[start SOURCE TEXT]
Nintendo Entertainment System And The Mario Franchise

Nintendo was sinking fast as they failed to create another hit title since Pac-Man. The goal behind Mario was to create a best-selling game that would bring Nintendo out of the slump they were quickly falling into. Developer Shigeru Miyamoto created the Mario franchise while also working on Donkey Kong, which explains some of the similarities we see between these two titles. Miyamoto’s original intent was to create a video game using the characters Popeye, Bluto, and Olive Oyl from the classic comics and show, but was unable to obtain the licensing rights at the time. Instead, he came out with Jumpman, which we now know to be Mario. Another possible name that was pending for Mario was “Mr. Video”, but Miyamoto has claimed that Mario most likely wouldn’t be around today if they had gone with this less catchy title.

Mario Bros was created to be released on the Nintendo Entertainment System, being the first game in the Mario series to hit a popular gaming console. The graphics available to developers at this time were sub-par, and so creating contrast was an important element of early video games. This is the reason for Mario’s clothing style, in which he wears red clothing with blue overalls so that he is easy to make out from the background as well as each other. Mario was also given a cap for the sole purpose of avoiding having to draw hair and a few facial features. It’s interesting to see some of the techniques used by early developers to cope with the pixelated graphics of the time.

The Nintendo Entertainment System itself was meant to be released as a “family computer” when it was first put out in Japan. This was the first time that third-party developers began to hit the scene. Before now, game developers were only hired by the console creators themselves, and so the games that were available to consumers were very limited and without competition. Being the best selling console of its time, it opened up the way for game development companies to begin to rise up and start releasing new titles to the gaming community.
[end SOURCE TEXT]
[start PROVIDED ENTRIES]
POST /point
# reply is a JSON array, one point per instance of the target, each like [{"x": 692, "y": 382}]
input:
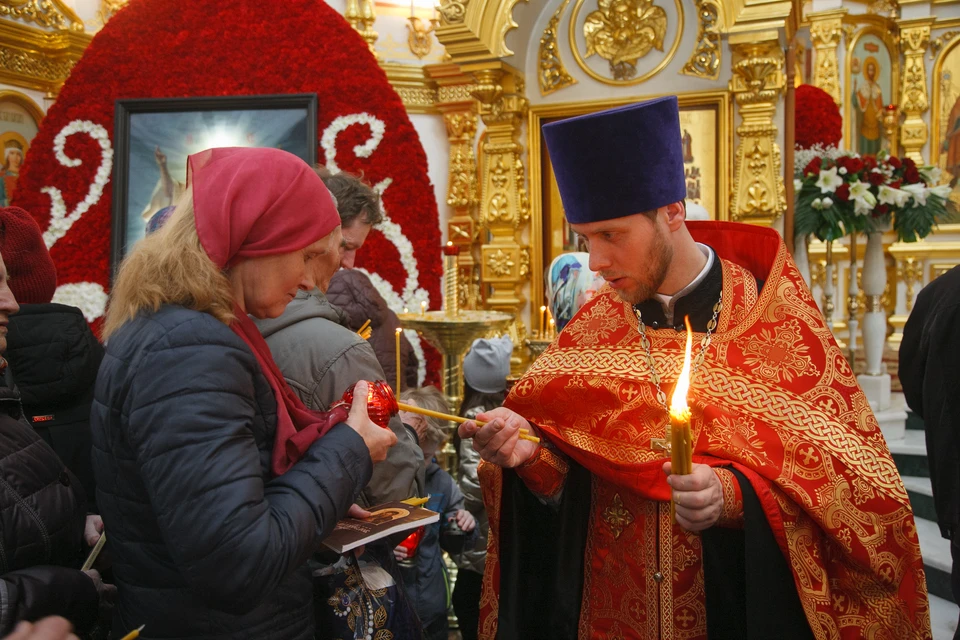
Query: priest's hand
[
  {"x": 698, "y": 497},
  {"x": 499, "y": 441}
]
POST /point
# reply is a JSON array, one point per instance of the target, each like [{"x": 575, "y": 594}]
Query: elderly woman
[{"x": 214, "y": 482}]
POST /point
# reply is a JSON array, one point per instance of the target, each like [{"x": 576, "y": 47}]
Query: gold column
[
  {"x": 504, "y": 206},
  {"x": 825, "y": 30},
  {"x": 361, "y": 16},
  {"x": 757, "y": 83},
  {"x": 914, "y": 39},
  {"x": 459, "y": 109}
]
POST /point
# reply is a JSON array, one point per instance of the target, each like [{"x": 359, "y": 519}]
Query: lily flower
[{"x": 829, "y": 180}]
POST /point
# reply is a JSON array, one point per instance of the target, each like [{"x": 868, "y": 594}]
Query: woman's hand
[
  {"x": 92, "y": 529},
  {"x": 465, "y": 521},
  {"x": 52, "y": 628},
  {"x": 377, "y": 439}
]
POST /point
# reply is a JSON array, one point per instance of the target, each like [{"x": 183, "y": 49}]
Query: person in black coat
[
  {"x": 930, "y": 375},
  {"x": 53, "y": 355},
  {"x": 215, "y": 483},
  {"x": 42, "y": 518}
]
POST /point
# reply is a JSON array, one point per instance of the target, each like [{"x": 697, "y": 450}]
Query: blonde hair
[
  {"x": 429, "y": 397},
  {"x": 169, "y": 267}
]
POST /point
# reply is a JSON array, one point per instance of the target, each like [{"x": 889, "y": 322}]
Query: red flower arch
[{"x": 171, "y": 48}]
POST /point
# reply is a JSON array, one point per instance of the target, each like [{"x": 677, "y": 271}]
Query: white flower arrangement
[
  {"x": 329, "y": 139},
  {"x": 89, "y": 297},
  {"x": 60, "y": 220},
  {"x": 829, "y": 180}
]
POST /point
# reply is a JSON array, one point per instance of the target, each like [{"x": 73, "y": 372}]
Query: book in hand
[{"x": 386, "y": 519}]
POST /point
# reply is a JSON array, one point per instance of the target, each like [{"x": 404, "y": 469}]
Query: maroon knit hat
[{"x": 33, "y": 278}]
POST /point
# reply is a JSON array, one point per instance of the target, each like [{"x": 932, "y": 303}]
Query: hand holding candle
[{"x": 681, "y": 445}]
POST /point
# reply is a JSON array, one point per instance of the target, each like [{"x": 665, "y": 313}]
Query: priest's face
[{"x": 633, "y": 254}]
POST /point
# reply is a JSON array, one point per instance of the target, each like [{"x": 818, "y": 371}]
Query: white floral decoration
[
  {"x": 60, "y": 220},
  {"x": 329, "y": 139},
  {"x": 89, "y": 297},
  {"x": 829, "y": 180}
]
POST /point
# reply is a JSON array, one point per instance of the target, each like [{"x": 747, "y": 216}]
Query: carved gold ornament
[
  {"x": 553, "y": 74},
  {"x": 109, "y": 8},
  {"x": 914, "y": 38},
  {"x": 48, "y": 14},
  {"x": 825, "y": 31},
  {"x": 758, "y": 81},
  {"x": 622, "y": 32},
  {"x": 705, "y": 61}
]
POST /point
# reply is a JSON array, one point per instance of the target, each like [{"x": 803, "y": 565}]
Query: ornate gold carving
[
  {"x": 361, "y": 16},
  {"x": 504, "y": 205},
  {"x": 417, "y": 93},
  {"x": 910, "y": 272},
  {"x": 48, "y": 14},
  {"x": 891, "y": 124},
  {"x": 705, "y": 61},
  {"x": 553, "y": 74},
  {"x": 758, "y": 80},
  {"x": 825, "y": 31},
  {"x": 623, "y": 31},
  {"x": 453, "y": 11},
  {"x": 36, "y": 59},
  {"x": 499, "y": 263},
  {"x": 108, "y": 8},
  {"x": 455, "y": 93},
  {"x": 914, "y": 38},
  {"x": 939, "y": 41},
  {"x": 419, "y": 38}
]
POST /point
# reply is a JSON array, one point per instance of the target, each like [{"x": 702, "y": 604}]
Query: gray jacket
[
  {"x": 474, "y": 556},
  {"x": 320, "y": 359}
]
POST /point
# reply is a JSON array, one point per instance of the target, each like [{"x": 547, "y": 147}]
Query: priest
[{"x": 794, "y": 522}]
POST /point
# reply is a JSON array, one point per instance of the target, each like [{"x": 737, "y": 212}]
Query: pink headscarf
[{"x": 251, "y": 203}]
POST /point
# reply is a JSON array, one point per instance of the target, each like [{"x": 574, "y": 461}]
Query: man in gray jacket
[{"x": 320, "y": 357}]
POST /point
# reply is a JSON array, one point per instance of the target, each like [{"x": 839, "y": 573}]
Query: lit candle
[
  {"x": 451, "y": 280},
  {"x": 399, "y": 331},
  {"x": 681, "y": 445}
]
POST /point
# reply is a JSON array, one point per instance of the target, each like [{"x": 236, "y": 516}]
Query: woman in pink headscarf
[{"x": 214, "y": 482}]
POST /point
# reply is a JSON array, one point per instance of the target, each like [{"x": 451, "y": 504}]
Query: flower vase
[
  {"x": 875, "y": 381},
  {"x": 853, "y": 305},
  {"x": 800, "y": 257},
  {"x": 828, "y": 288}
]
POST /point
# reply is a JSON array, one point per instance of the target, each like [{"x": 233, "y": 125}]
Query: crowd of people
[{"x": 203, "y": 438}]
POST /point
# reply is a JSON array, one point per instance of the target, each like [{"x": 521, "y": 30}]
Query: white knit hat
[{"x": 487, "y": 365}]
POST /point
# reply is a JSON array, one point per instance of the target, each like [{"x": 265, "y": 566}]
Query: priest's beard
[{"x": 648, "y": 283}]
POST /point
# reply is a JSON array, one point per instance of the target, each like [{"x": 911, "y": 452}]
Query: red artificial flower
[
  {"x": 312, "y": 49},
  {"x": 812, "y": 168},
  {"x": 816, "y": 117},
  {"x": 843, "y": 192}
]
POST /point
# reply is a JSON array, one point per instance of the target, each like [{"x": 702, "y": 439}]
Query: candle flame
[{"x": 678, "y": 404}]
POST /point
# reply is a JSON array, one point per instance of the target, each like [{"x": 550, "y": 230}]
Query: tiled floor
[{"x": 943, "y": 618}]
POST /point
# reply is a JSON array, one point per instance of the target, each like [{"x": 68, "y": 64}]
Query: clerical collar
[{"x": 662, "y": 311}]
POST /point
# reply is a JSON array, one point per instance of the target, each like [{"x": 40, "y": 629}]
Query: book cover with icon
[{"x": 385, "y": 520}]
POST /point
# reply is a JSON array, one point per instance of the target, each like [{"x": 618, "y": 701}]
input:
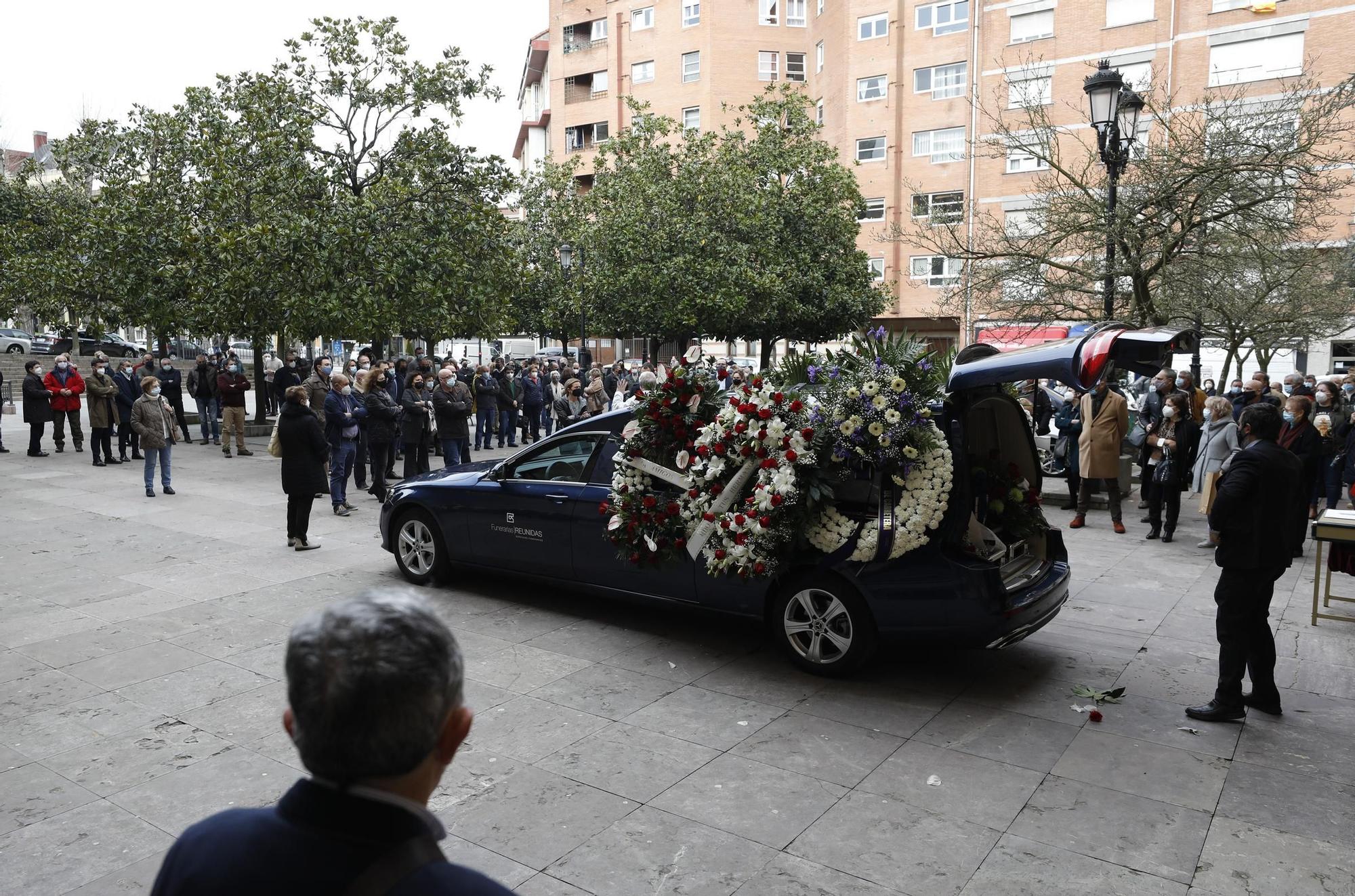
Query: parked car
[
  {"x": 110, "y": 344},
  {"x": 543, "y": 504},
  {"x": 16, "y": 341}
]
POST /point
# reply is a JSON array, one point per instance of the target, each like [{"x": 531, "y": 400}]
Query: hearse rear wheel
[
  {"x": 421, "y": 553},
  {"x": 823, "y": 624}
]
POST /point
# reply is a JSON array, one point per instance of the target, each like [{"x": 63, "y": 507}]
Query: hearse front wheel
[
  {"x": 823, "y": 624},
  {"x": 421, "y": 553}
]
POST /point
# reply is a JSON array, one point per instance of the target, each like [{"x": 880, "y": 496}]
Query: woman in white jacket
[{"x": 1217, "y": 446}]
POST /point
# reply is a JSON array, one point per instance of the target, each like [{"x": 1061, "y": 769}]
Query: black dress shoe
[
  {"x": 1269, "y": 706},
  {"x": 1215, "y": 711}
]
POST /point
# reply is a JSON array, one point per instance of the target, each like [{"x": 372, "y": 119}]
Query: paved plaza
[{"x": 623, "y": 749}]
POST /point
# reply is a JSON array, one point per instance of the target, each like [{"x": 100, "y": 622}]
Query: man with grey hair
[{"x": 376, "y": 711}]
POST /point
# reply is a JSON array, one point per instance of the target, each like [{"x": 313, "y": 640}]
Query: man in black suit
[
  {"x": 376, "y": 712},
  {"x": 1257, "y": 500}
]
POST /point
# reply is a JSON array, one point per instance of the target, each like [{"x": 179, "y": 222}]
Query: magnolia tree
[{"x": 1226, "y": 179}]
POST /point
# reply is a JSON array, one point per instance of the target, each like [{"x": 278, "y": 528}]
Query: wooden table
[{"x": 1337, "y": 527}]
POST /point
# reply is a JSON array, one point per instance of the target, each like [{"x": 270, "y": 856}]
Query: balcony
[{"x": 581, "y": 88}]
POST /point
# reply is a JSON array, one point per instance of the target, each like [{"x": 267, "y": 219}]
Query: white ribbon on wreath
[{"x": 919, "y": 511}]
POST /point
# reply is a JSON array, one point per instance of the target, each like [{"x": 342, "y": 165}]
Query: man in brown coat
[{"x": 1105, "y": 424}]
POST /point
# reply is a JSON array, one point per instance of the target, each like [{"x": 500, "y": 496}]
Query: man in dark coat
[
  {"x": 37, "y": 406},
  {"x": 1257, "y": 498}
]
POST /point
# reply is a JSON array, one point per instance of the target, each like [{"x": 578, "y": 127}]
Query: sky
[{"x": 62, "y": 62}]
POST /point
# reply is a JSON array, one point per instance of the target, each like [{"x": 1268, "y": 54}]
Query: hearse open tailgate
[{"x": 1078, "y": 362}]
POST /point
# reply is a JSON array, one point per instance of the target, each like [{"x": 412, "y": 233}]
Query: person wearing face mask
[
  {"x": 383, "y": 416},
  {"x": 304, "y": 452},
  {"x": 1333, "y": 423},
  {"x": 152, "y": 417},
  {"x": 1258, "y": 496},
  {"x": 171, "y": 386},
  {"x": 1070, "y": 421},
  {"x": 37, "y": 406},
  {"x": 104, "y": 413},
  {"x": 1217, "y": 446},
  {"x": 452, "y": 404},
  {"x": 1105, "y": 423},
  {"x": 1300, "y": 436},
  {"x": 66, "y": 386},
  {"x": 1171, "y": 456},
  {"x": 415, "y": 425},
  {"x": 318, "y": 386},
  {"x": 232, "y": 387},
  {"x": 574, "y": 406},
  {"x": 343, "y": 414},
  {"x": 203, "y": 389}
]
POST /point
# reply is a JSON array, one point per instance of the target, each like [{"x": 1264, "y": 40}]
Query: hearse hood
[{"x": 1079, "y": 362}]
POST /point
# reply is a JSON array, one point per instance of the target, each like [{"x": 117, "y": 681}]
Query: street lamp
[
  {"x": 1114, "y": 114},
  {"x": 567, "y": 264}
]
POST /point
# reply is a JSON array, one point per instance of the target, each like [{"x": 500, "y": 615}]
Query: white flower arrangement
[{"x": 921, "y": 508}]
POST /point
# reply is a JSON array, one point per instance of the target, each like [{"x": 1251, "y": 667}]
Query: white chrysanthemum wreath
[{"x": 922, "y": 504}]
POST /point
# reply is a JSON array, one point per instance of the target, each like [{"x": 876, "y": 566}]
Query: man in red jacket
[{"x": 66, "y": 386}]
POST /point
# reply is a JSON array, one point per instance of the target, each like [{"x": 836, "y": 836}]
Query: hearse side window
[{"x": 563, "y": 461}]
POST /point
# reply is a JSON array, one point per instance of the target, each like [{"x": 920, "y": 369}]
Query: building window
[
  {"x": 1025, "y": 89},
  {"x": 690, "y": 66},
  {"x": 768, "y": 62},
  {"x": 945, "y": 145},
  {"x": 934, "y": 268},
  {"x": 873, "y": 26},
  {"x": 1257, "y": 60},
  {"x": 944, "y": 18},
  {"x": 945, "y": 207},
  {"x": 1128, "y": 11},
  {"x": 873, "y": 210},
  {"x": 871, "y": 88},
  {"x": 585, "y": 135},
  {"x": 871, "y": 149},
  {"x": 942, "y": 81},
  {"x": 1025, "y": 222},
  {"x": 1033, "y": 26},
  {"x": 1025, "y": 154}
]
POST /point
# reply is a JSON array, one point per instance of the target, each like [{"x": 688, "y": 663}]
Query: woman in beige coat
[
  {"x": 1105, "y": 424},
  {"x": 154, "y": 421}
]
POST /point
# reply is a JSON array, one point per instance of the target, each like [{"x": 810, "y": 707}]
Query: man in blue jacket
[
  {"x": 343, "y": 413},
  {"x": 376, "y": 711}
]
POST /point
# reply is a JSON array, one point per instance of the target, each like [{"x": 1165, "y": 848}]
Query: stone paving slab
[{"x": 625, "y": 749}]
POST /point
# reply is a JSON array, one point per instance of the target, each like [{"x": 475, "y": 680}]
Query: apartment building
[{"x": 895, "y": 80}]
[end PROVIDED ENTRIES]
▶ **TASKS**:
1 - Locate each line in the records that contains the string "hearse", matching case exactly, and copy those lines out.
2 - Pick up the piece on the Nintendo Entertainment System and the Mario franchise after its final sentence and keep writing it.
The text about Nintendo has no connection to the records that come after it.

▶ **ANSWERS BELOW**:
1 -
Query: hearse rear wheel
Query: hearse front wheel
Query: hearse open tailgate
Query: hearse hood
Query: hearse side window

2 -
The Sega Dreamcast

Although the Nintendo Entertainment System was named the single greatest entertainment system back in 2009 by IGN, it falls in second place in PC Magazine’s list as it comes directly behind the Sega Dreamcast. The Sega Dreamcast was Sega’s last console ever released before they left the console industry. Being released in Japan in 1998, it came as a sixth-generation console. This console never got as much hype as was predicted, as it quickly lost its fan base when Sony revealed their concept for the PlayStation 2. After various price cuts, the sales made from the Dreamcast never reached the Sega’s goals and they suffered heavy losses as a result.

Despite this, many believe that the Dreamcast was ahead of its time. Unknown to most, this was the first console that had built-in Internet support and online play, which went heavily unused due to the consoles decline popularity. The Sega Dreamcast had many interesting and unique titles such as Shemue, Sonic Adventures, Crazy Taxi, and much more. Sonic Adventure was actually a major turning point in the Sonic series because this was the first 3D Sonic game in the series.

Introduction of the Super Nintendo

With the great success behind the original Nintendo Entertainment System, it came as no surprise when Nintendo revealed the Super Nintendo Entertainment System. The original Nintendo Entertainment System was an 8-bit unit, while the Super Nintendo was a 16-bit unit. The Super Nintendo was able to introduce new advanced graphics and sound quality that had never been seen before on the market, and this really pushed for its success. It would be known as the best selling console of the 16-bit era, and remained quite prominent when 32-bit consoles came around. It was a success right from the start as Nintendo sold out a record 300,000 units within just a few hours of release, and even caused the Japanese government to submit a formal request that future console releases be done on the weekend due to the massive disruption.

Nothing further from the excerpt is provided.